──────── TEXTO PARA LEITURA ────────

CP - Estamos então perante um problema estrutural do nosso crescimento natural?
J.A. - Nem mais. Esse crescimento natural tem vindo a reduzir-se através do número de nascimentos e da redução das taxas de natalidade. Porém, há um factor, que sucedeu em 2006/2007, significativo em que os valores da mortalidade superaram os da natalidade. Isto é, a partir dessa altura entramos em derrapagem, ou seja, em perda demográfica significativa.
CP - E como se têm comportado os movimentos migratórios?
J.A. - Portugal, que era considerado uma reserva demográfica nos anos de 1960 no sul da Europa e caracterizado pelas taxas mais altas de natalidade e fecundidade e em crescimento. Um cenário que se tem vindo a alterar. Em primeiro lugar, por via da emigração, houve um conjunto de saídas de casais jovens em idade de procriação, que se estabeleceram noutros contextos e onde vieram a contribuir também para um crescimento efectivo da população em alguns locais. É um dado objectivo: temos um problema relacionado com os movimentos migratórios. E, neste contexto, temos igualmente a emigração, que é relevante.
CP - O fenómeno da emigração está a decrescer?
J.A. - Os valores da emigração que se registaram nos anos 1990 voltaram a descer. Só que essa emigração está mais camuflada, porque no contexto europeu não temos emigrantes mas cidadãos europeus. O que conta é a emigração temporária, aquela que é estabelecida pelos contratos temporários e a emigração de longa distância. Depois, dentro das alterações a que assistimos internamente, temos o problema do envelhecimento da população, cujos índices estão entre 117 a 120%. Temos um envelhecimento de topo da população. E temos também um envelhecimento de base que se traduz num decréscimo de nascimentos. Ou seja, temos uma pirâmide etária quase em urna, com uma base estreita e um tronco largo de população adulta e idosa.
CP - E nesta conjuntura difícil que será de longo prazo, como se resolve o problema demográfico, perante a crise económica grave e com a eventual incapacidade dos Estados em agirem?
J.A. - Vou dar um exemplo concreto que não tem a ver com Portugal mas que nos pode situar no contexto europeu. O Luxemburgo, enquanto país, teve o máximo da sua população autóctone nos finais do século XIX. A partir dessa altura, aquele país tem vindo a ver a sua população decrescer. Contudo, o Luxemburgo tem sido, no contexto dos países europeus, um país que tem mantido a sua população estável.
CP - O que fez o Luxemburgo que Portugal não fez?
J.A. - É aqui que entra a componente da imigração. Ou seja, se quisermos renovar a nossa população, vejo na imigração uma porta aberta. Porém, não nos serve qualquer imigração. Servir-nos-ia uma imigração constituída por população jovem e adulta em idade de procriação e não uma população envelhecida, porventura oriunda de contextos civilizacionais onde o número de nascimentos seja já reduzido, como acontece em relação à população do Leste europeu que nós acolhemos. Essa é a primeira solução para tentar resolver o nosso problema. Por via interna, as medidas que se prendem com o desenvolvimento de uma política natalista de incentivo aos nascimentos parece-me difícil mas só consegue ser levada a cabo com uma boa dose de ânimo, de incentivo aos jovens, às famílias, às estruturas estatais e oficiais que facilitem os nascimentos e que dêem condições à vida. «Dose de ânimo»:
CP - Mas isso não será algo difícil, se actualmente o que o Estado (e os governos) nos prometem para os próximos anos é um pacote violento de medidas de austeridade?

──────── ENTRADAS DE DADOS ────────

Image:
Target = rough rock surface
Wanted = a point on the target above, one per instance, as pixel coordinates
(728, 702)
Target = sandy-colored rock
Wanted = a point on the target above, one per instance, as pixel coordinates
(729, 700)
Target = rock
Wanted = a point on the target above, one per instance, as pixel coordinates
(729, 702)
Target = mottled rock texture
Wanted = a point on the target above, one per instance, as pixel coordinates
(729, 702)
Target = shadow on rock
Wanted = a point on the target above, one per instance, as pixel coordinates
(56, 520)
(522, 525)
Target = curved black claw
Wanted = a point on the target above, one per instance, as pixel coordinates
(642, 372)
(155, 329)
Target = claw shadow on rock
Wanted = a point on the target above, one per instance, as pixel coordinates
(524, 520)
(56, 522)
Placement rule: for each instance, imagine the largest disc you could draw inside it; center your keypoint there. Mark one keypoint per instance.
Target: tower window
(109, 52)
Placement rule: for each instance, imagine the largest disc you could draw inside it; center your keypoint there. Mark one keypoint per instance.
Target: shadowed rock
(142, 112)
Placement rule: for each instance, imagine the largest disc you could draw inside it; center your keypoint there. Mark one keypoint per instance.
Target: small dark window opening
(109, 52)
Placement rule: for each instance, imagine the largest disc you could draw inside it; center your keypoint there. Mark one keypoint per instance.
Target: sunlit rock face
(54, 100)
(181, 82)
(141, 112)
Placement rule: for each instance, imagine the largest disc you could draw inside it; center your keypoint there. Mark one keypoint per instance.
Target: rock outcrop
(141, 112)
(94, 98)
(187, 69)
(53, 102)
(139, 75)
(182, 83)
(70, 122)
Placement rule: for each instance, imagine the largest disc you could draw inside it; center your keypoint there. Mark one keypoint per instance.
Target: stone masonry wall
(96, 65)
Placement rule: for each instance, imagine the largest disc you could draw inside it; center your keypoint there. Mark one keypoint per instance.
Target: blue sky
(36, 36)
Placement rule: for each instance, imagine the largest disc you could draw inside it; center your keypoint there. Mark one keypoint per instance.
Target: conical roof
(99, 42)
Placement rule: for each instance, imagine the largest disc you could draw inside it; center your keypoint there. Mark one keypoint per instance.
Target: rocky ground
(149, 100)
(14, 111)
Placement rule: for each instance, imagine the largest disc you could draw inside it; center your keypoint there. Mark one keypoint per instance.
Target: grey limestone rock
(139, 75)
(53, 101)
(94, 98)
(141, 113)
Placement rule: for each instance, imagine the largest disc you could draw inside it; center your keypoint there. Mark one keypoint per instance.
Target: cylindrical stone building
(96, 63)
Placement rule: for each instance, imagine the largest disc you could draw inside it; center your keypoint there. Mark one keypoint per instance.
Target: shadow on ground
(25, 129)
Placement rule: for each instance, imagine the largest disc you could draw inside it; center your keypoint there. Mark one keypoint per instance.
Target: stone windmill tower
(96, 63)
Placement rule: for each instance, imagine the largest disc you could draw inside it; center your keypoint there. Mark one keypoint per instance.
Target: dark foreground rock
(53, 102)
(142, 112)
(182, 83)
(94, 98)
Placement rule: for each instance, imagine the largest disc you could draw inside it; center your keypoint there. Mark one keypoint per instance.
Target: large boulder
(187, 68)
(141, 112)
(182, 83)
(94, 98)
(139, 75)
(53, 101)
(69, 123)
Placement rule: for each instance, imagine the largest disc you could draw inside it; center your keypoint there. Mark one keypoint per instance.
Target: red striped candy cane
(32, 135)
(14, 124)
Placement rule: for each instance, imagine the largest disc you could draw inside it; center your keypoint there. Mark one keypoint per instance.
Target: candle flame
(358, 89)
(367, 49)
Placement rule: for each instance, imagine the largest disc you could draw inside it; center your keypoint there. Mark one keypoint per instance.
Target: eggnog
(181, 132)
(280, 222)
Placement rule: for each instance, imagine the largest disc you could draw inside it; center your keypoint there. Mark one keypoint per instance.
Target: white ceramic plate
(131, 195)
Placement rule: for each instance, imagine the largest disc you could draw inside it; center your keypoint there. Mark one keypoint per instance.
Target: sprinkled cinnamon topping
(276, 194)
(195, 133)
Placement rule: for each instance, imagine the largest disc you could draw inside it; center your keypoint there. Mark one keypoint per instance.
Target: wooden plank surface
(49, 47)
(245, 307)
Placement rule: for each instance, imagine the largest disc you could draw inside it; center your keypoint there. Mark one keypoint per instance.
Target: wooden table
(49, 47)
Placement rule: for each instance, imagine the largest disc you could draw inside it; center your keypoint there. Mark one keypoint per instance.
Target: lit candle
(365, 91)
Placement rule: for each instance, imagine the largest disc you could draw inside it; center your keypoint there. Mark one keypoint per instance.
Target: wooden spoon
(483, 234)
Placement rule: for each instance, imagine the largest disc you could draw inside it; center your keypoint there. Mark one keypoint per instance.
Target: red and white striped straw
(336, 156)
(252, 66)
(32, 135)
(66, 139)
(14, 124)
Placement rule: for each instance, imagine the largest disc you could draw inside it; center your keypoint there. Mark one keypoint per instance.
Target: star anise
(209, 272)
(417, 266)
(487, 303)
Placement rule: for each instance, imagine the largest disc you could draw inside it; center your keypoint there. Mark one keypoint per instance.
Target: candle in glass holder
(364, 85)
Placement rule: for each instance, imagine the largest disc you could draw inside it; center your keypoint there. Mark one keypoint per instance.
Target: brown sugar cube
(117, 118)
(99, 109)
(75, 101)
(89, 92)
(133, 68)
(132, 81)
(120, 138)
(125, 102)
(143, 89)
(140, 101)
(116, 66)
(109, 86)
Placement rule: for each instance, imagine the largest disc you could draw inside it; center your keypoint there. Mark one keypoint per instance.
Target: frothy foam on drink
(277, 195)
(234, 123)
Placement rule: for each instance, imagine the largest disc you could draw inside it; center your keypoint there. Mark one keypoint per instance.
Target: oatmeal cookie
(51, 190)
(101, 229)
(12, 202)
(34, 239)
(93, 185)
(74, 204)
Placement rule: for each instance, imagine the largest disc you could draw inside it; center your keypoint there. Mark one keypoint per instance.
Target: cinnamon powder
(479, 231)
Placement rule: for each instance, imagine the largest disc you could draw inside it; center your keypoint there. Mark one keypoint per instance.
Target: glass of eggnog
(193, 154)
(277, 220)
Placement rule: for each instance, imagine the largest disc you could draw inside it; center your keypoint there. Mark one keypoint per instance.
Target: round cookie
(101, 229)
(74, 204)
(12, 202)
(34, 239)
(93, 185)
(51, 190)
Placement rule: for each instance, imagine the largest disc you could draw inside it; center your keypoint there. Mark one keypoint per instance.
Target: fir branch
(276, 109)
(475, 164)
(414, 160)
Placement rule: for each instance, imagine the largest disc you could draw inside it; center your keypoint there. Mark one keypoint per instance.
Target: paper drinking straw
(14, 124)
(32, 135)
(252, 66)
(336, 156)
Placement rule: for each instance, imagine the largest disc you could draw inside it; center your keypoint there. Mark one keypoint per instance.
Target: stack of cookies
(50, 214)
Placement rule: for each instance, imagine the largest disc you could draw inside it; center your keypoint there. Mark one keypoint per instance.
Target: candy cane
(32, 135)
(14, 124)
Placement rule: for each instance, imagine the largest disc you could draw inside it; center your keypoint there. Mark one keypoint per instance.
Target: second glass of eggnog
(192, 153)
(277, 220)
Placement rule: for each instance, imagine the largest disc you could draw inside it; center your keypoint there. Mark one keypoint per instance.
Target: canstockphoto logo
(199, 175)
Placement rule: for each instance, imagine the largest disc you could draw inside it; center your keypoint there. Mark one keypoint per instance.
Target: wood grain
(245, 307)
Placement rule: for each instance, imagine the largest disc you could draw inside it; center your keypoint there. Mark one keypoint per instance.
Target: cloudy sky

────────

§ **TAREFAS PROPOSTAS**:
(a) Traduza para inglês a seguinte frase da entrevista sobre demografia: «O Luxemburgo, enquanto país, teve o máximo da sua população autóctone nos finais do século XIX.»
(b) Indique se cada afirmação está de acordo com a entrevista sobre demografia, respondendo sim ou não e citando as palavras do texto que o determinam: (i) Em 2006/2007, a mortalidade ultrapassou a natalidade. (ii) O entrevistado considera que qualquer imigração serve ao país. (iii) Os índices de envelhecimento referidos situam-se entre 117 e 120%.
(c) Prossiga a entrevista sobre demografia a partir do ponto em que termina, dando resposta à última pergunta colocada.
As entradas não têm qualquer relevância para o que aqui se pede.

§ **RESPOSTAS ÀS TAREFAS**:
(a) Luxembourg, as a country, reached the peak of its native population at the end of the 19th century.

(b)
(i) Sim: «em que os valores da mortalidade superaram os da natalidade».
(ii) Não: «Porém, não nos serve qualquer imigração.»
(iii) Sim: «cujos índices estão entre 117 a 120%».

(c)
J.A. - Tem toda a razão. Diziam os nossos antepassados que uma das razões por que as famílias eram numerosas há 50 anos era porque não havia televisão. Mas hoje há não só televisão como tantas outras alternativas, e acontece precisamente o contrário. Não me parece possível que a nossa população venha a aumentar, se não tivermos uma boa dose de ânimo, crença e valorização individual, global e societária dos valores da família. E aí a sociedade civil tem de ser organizar e pode ter uma palavra a dizer. A verdade é que não temos tido uma política de incentivo à natalidade nem uma política de família. Não obstante, podemos considerar um conjunto de medidas pontuais, como foi o arrendamento jovem, como algumas políticas da segurança social, que teoricamente são favoráveis ao desenvolvimento da família. Só que em termos práticos falta-nos saber o efeito imediato dessas políticas no que respeita à contabilidade demográfica, ou seja, no que se refere a nascimentos. Continuamos com muitos estudos e, neste ponto, ainda somos um país muito feudal. Cada um tem os seus estudos e os seus dados e defende a sua capelinha mas não abre muito a mão para os divulgar, mesmo ao nível de organismos institucionais, que têm bons estudos, mas que os cidadãos não conhecem.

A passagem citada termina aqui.